An identical transcription of the records is required.

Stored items
Content starts

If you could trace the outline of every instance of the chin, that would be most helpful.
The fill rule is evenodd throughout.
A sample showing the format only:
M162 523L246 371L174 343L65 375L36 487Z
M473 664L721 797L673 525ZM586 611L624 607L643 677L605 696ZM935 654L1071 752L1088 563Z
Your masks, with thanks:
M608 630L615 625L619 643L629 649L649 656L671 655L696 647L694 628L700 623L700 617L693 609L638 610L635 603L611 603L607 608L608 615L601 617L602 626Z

Content ends

__WRITTEN RESPONSE__.
If you could trace the outline of every instance of the chin, that would be most helpful.
The fill rule is evenodd throughout.
A sample showing the format only:
M162 523L246 371L174 343L65 375L36 487Z
M473 664L721 797L673 525ZM586 611L624 607L643 677L605 696ZM935 654L1071 752L1088 563Z
Your masks, with thanks:
M608 630L615 625L619 643L629 649L649 656L671 655L696 647L694 628L700 623L700 617L693 609L638 610L635 603L611 603L607 608L608 615L601 617L602 626Z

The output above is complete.